INSTRUCTIONS FOR THE TASK:
Repeat the records in full and exactly, omitting pictures.

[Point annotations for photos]
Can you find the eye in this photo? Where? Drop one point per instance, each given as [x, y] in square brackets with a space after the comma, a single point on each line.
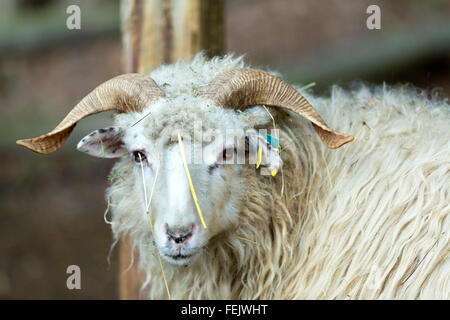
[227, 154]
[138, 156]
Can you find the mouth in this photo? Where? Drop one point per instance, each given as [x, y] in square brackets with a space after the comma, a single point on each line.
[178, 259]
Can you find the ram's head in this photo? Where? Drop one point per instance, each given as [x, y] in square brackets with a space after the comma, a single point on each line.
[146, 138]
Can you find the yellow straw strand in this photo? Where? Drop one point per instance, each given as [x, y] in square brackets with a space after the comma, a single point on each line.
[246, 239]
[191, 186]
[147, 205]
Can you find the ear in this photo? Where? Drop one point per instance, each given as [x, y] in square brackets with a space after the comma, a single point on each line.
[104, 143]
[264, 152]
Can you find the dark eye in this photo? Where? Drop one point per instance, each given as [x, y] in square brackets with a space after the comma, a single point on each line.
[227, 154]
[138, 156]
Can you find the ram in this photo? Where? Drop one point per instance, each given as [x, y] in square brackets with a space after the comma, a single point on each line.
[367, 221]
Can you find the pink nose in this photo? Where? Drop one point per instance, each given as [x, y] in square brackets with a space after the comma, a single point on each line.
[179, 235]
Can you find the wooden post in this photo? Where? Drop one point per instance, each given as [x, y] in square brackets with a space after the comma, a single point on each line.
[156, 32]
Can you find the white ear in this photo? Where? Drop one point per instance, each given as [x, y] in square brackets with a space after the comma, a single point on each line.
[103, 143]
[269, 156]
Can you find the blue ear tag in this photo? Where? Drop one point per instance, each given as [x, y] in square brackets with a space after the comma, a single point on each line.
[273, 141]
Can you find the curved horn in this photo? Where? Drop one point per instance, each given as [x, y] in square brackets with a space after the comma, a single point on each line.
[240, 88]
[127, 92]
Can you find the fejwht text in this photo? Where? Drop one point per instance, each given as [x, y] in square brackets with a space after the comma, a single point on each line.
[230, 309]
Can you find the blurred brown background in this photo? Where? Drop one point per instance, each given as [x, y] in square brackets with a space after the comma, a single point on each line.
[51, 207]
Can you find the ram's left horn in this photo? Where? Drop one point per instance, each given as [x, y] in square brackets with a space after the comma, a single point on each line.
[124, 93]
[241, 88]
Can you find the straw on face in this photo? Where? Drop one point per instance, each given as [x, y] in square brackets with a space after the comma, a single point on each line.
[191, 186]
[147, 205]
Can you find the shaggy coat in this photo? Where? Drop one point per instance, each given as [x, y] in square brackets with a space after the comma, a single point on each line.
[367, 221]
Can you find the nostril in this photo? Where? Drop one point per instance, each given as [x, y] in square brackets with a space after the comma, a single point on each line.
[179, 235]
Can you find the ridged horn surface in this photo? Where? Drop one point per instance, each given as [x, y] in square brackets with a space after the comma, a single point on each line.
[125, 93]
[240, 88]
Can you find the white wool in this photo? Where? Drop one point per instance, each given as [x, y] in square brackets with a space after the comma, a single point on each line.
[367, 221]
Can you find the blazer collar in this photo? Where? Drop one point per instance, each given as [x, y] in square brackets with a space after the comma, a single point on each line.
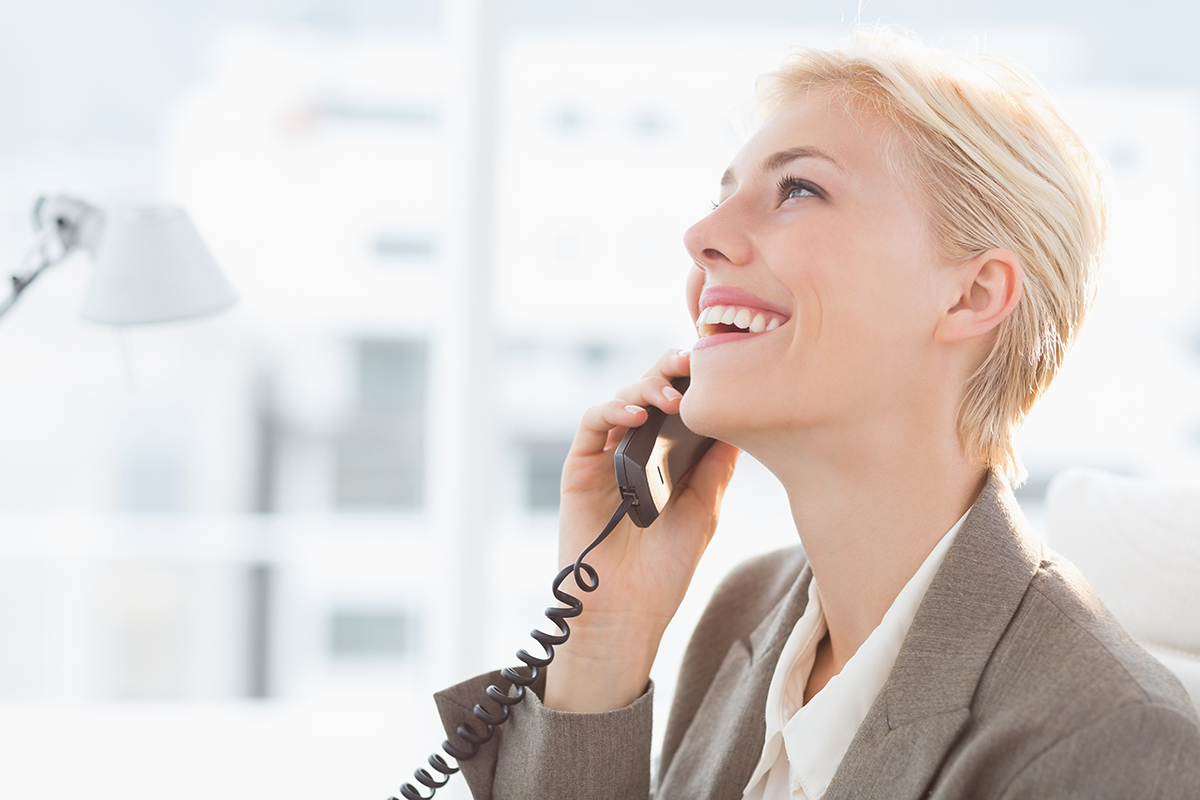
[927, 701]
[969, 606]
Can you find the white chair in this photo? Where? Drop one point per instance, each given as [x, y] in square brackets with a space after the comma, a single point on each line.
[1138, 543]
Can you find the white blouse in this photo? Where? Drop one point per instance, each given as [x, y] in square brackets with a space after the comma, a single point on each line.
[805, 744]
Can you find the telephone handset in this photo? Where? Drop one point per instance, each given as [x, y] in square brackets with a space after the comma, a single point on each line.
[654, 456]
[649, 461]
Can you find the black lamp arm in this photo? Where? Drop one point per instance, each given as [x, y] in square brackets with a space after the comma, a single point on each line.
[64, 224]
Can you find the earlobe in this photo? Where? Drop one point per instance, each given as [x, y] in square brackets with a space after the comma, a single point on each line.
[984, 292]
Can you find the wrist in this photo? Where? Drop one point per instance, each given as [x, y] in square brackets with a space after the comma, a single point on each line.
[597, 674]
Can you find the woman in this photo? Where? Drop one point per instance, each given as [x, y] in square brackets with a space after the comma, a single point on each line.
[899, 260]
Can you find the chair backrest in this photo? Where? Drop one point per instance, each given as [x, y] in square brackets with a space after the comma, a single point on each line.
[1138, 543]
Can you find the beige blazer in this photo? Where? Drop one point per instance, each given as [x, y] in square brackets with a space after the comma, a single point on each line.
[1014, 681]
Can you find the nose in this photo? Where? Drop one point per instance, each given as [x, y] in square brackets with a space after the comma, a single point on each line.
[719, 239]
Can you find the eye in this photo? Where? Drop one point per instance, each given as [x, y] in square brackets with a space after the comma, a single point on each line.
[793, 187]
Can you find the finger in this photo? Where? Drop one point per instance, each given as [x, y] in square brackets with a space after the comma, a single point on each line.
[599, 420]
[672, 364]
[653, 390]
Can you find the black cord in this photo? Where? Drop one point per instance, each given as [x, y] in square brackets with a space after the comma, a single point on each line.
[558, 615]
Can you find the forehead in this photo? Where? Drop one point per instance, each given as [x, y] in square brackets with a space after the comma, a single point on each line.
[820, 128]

EXERCISE RESULT:
Can you find the eye in this photo? Where? Drop one point per instance, each given as [x, y] in square brackets with a space after the comma, a single point on each line.
[227, 154]
[138, 156]
Can you find the mouth in this photo? Where? Drop one point per instance, each given as [x, y] in square brackets with a space after the comma, a single point on each line.
[178, 259]
Can you find the ram's head in this photo? Where? Drop one point per instance, each given as [x, y] in square brackets with a space after the comma, a single point on each line.
[146, 138]
Can you find the yellow straw strand in this photo? Where? Drop one point per instance, each given as [x, y] in square brackets with a space after the comma, a single point on each line.
[246, 239]
[191, 186]
[147, 205]
Can you find the ear in this photo? Where? Drop one point per instance, each given as [x, y] in square brackets with a space after the comma, a single point on each line.
[104, 143]
[264, 152]
Can you find the dark eye in this photo? Where? Drop one point per instance, each given as [x, y] in square brackets with a space after the comma, a single point on each line.
[227, 154]
[138, 156]
Can you find the ram in this photo? Where? Drop one point per instance, each given as [x, y] in square brackets with a space after the comma, a single point on each line.
[367, 221]
Can you find the pink nose in this photo? Where? Drop one point per instance, each given as [x, y] in square brackets with a space after the comma, a single point on each line.
[179, 235]
Can you find the wooden post in this photo? Where? Drop one point per instance, each given as [x, y] in square brackets with a space after the comma, a single point on each line.
[156, 32]
Can you find the white ear in this photo? Where? Drop one point per instance, each given as [x, y] in square brackets with a space after the comma, a single point on each line.
[103, 143]
[269, 156]
Can you find the blue ear tag in this photo? Where? Drop one point per instance, each given as [x, y] in square brackets with a space after the comma, a single point on each line.
[273, 141]
Can you find the curved horn in this photo? Where? Drop one point per instance, each given as [x, y] in square brackets with a space after the comma, a single point on each line.
[240, 88]
[127, 92]
Can you find the fejwht text in this photo? Where? Drop one point per instance, each given as [x, y] in square brackets with a space after the comma, a single point on each line.
[230, 309]
Can you find the blurred brown background in this photo? Where? Drop one point per instance, each given as [x, y] in square brackets with a space after the comma, a single point on each line.
[51, 207]
Can you find the ram's left horn in this photo? Where? Drop one point per instance, each given as [x, y] in square brackets with a space after the comma, a single point on each line.
[124, 93]
[241, 88]
Can you find the straw on face in this photo? Where? Drop one point per instance, each given as [x, y] in square brackets with a space after the comma, a single point on each line.
[191, 186]
[147, 205]
Can you find the shaggy coat in this photo? Where? Drop one point per instance, each given as [x, y] in square brackets with a space after the comma, a single point on each line.
[367, 221]
Can you find the nostril in this photo? Where? Drop one point per instance, each given as [x, y] in square brackets with a space after the comma, a single point on each line.
[179, 235]
Can you find the ridged horn surface in this photo? Where? Drop one point per instance, each given as [x, y] in square brackets with a space after the comma, a single point on each line.
[125, 93]
[240, 88]
Can you find the white wool in this photo? Where? Drop one point per instance, each given as [x, y] in square brackets with a space after the comma, a single point on each line.
[367, 221]
Can you find the blazer collar in this photo? Where? Drop one point per instance, each given as [x, y] in square brackets with a space after the comma, a single point on each line.
[927, 701]
[969, 606]
Can you find the white chair in this photo? Where? Drop one point per instance, each given as [x, y] in square brackets with a space after the comma, a single point on each line.
[1138, 543]
Can you find the white blouse in this photo? Where? Drop one point per instance, each given as [x, y] in square brackets with a space after the comma, a single point on each line.
[805, 744]
Can you find the telephone handset in this photo? Where? Drop one point per instance, each given as [x, y] in square brackets with a space after the comma, a single point on each line.
[654, 456]
[649, 461]
Can you find the black lamp arm in this photo? Where? Drop one point per instance, each given as [x, y] in square brackets with a space after the comma, a single point on each line.
[64, 224]
Can you find the earlobe in this photo? Where? Drop one point per instance, each given as [x, y] in square brackets with a space after the comma, a single point on each line.
[984, 292]
Can you find the wrist in this photo? Where? Drop one point per instance, each given as [x, y] in square brackets with a space after the comma, a single point on each line.
[597, 674]
Can you find the woman in this photo? Where? Drop one point per instance, each given as [x, y] in square brackets with a space after the comma, a single point on each line.
[899, 260]
Can you find the chair backrest in this photo? Where? Drop one point per instance, each given as [x, y] in square brackets with a space after the comma, a single point on each line.
[1138, 543]
Can you find the beige blazer in this photo? Where? Drop one point per instance, each given as [x, y] in square brackets with a space after the comma, a single point on each line.
[1014, 681]
Can you find the nose in this photo? Where? Drop one point per instance, each given as [x, y] in square brackets with a space after the comma, a single point on each line.
[719, 239]
Can you find the eye in this photo? Where? Drop one point per instance, each given as [x, y] in square brackets with a space after the comma, a single point on each line.
[793, 187]
Can you find the finger in this photo? Where? Drop one point per instance, each given as [x, y] in square brackets with a space after the comma, a single point on each line.
[599, 420]
[672, 364]
[653, 390]
Can you find the black cord in this photo? Where? Drop one point per instance, each given as [x, y] in square brackets with a space after the comma, a single point on each line.
[558, 615]
Can you find the forehead in this photo? Where? Drop one point per instance, each given as [x, y] in square brackets with a space after the comma, a single point on each line.
[820, 128]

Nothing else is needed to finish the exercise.